▶ Records for this task:
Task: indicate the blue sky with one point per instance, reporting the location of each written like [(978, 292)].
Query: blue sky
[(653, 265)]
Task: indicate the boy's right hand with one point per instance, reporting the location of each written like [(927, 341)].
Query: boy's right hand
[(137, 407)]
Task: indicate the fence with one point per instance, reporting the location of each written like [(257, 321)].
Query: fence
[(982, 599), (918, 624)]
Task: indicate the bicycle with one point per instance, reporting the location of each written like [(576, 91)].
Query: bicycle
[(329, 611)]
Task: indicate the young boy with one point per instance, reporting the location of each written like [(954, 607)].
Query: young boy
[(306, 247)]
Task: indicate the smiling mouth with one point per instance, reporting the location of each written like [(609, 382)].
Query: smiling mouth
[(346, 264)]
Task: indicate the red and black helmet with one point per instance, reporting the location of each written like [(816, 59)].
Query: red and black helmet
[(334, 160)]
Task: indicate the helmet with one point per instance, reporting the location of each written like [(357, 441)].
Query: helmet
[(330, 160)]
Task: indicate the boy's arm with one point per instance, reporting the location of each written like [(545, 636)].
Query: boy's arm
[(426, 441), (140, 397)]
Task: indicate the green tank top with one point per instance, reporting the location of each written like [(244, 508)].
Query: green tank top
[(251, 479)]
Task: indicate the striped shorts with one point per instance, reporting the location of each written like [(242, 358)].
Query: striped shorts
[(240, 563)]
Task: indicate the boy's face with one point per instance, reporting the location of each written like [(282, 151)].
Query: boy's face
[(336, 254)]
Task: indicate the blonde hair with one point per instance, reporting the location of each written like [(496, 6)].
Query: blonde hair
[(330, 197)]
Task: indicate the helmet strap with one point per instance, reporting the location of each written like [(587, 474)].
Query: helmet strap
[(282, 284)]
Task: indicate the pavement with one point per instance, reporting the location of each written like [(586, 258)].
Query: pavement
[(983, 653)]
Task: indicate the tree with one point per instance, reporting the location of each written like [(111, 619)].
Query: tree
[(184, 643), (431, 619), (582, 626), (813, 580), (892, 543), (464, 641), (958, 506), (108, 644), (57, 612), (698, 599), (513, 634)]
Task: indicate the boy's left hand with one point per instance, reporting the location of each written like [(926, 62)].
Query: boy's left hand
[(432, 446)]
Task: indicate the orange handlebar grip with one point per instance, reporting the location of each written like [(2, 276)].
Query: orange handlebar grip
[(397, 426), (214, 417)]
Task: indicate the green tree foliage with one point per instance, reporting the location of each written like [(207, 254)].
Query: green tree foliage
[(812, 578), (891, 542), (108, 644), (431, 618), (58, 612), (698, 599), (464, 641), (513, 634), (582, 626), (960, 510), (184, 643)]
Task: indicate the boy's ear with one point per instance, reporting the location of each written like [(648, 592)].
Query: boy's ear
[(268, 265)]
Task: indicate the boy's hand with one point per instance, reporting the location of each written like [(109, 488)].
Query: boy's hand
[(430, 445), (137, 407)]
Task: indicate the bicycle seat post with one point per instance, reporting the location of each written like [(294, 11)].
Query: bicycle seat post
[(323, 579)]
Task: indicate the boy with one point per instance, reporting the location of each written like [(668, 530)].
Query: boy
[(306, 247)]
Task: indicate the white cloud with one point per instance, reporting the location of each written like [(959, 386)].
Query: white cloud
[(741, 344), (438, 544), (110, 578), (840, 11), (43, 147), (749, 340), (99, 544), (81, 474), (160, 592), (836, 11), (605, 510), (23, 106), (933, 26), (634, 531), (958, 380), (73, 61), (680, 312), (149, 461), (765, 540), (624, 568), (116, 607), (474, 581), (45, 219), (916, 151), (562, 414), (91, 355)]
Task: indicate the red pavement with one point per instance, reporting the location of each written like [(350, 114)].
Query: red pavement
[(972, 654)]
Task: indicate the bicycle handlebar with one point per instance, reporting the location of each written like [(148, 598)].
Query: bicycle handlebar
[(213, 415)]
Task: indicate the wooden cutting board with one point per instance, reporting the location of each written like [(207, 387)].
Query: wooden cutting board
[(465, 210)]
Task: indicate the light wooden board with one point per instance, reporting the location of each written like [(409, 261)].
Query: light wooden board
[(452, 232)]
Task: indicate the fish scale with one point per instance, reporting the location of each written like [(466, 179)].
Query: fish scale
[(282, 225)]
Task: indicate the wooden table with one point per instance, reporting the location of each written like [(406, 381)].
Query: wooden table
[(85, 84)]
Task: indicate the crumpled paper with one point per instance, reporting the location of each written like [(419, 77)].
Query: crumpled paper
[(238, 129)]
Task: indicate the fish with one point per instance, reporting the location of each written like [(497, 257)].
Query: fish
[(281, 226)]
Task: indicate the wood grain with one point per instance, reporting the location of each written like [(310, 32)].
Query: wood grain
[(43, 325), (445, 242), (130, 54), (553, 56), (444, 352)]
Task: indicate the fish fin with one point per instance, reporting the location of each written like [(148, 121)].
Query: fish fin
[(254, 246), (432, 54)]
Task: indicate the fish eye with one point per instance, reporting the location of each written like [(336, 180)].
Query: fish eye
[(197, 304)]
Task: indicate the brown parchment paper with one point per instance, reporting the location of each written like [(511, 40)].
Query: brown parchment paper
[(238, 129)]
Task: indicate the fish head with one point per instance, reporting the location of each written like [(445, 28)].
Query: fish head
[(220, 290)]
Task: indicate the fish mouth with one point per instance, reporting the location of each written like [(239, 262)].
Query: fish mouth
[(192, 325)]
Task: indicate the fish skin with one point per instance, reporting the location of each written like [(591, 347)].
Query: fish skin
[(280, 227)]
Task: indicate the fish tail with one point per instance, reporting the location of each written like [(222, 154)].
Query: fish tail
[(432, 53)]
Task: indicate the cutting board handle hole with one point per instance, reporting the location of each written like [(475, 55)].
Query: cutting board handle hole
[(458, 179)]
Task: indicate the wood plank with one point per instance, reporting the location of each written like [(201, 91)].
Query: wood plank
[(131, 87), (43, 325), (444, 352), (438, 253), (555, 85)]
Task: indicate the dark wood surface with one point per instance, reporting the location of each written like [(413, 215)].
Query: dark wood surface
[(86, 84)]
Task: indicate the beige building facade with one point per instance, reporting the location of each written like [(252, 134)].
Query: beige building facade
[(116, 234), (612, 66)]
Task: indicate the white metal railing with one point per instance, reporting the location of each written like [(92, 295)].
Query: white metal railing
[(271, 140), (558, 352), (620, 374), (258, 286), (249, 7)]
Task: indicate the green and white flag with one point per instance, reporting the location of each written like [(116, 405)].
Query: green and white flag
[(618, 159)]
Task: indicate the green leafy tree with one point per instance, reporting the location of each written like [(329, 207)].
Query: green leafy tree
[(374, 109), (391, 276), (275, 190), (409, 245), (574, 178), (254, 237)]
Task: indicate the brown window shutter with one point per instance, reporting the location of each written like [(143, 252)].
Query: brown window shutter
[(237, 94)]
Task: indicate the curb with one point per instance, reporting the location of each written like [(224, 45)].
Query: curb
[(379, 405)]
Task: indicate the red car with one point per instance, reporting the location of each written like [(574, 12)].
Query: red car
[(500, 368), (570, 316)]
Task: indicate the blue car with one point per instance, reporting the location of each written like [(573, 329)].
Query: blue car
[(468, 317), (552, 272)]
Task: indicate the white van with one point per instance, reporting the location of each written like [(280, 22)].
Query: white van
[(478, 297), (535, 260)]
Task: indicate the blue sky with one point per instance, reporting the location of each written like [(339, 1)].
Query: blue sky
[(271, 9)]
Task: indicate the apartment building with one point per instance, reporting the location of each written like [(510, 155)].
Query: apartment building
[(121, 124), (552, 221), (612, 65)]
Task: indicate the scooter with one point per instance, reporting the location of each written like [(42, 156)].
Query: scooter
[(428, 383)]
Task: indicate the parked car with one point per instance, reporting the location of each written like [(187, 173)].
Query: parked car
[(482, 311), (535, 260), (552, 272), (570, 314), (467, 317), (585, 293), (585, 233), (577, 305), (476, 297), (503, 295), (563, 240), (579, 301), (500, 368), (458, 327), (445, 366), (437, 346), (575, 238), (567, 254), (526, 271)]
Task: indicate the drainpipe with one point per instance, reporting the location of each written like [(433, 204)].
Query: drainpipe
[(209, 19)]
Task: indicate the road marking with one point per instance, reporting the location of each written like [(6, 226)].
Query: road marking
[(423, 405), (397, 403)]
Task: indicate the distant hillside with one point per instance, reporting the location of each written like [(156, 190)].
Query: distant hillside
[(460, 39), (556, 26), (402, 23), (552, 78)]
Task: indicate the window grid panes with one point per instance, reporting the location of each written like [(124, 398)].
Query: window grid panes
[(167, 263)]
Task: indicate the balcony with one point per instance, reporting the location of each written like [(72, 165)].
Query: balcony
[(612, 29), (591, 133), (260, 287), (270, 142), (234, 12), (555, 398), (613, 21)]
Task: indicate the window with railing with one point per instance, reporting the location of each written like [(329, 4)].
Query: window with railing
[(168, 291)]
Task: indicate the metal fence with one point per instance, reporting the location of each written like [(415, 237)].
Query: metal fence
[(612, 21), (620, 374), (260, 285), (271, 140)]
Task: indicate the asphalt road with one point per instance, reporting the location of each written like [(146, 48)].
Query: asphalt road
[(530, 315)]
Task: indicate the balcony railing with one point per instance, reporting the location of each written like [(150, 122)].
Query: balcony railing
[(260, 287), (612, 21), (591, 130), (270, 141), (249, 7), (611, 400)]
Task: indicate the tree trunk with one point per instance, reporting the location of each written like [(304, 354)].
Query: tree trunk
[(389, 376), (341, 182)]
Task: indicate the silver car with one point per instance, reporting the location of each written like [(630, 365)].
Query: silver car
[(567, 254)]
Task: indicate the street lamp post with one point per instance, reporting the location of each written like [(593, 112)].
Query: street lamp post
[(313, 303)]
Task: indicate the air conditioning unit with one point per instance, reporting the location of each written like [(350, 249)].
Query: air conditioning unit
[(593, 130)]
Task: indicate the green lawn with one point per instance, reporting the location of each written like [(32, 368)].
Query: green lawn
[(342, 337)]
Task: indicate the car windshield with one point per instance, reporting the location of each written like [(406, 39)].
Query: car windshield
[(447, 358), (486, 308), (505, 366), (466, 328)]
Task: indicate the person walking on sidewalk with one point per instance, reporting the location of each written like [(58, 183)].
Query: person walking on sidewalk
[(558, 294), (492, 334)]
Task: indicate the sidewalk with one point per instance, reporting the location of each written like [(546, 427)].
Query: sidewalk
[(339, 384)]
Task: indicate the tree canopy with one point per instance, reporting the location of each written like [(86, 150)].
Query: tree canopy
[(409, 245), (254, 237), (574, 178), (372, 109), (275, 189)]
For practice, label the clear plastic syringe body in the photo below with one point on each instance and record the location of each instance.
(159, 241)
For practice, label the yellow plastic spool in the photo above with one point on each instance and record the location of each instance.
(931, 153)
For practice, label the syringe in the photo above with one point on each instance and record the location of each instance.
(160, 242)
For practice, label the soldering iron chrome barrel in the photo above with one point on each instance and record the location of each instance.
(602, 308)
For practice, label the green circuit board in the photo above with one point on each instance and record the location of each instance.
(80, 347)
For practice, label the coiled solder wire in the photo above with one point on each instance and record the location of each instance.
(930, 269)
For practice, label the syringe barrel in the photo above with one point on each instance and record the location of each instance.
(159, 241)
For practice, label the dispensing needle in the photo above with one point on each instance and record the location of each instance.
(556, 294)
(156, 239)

▶ Goal: Reproduce exactly the line that holds "For practice, label the green", then every line after it, ending with the final line of the records above.

▶ Written solution:
For practice, label the green circuit board in the photo above with one point on each instance and record the location of each instance.
(80, 347)
For practice, label the coiled solder wire in the photo above with one point on each instance and record the location of each instance.
(930, 269)
For practice, label the syringe barrel in the photo above with one point on each instance and record the location of each instance.
(159, 241)
For practice, label the dispensing needle in the photo above with one point on each instance and record the location of each instance.
(556, 294)
(156, 239)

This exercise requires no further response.